# Object point labels:

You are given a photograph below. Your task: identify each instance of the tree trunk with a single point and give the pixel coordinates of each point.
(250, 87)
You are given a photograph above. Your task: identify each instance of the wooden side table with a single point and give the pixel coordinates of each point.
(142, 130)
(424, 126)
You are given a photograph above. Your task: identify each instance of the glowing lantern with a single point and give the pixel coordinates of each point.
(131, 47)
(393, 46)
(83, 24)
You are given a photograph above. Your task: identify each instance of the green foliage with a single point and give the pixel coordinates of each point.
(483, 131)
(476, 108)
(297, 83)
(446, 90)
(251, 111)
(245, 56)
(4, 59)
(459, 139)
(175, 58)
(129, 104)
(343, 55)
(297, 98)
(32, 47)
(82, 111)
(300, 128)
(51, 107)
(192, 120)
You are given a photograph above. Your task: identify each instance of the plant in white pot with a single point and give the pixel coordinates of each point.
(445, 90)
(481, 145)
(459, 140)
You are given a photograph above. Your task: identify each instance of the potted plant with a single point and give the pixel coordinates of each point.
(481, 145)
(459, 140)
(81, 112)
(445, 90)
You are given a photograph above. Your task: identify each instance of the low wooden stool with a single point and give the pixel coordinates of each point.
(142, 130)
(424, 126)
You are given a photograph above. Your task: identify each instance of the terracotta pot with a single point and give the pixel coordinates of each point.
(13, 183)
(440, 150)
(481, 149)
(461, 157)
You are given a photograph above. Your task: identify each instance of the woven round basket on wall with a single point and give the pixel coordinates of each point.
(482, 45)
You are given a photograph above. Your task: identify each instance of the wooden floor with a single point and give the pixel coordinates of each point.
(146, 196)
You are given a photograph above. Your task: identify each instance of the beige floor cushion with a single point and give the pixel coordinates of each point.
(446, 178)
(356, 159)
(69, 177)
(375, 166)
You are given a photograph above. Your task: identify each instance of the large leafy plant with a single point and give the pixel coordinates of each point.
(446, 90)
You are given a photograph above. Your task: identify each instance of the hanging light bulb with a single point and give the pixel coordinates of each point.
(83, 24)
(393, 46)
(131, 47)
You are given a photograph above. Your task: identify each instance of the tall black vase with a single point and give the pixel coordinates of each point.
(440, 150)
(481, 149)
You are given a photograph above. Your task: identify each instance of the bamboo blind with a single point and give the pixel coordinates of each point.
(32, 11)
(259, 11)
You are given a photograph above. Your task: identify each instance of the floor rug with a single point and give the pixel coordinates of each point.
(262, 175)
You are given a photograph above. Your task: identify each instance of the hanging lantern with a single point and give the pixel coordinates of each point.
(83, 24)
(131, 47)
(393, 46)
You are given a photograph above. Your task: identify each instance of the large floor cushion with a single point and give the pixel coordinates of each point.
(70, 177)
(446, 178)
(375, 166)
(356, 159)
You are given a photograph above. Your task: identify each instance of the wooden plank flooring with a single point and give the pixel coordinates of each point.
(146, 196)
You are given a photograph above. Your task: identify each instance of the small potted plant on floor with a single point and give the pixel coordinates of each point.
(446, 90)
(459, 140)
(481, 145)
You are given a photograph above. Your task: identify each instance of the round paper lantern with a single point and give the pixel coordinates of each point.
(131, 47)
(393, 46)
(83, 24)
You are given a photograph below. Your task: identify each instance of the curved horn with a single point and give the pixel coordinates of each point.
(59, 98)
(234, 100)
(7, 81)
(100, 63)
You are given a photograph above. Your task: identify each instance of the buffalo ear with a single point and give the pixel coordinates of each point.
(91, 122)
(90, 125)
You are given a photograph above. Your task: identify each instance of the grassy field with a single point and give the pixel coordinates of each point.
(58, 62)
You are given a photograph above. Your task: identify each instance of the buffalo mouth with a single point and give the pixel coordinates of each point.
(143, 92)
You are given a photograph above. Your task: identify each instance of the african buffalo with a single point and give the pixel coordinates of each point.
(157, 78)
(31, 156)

# Stated problem:
Copy the records from the line with "the buffalo mouth" through the end of the records, changing "pixel coordinates" to "x-y coordinates" and leaving everything else as it is.

# Complete answer:
You are given a photograph above. Your task: identify each instance of the buffalo mouth with a single point and give the x-y coordinates of each point.
(143, 92)
You are given a photograph above. Your task: identify each instance of the african buffalo with a single point and give the x-y coordinates of each point.
(157, 78)
(31, 156)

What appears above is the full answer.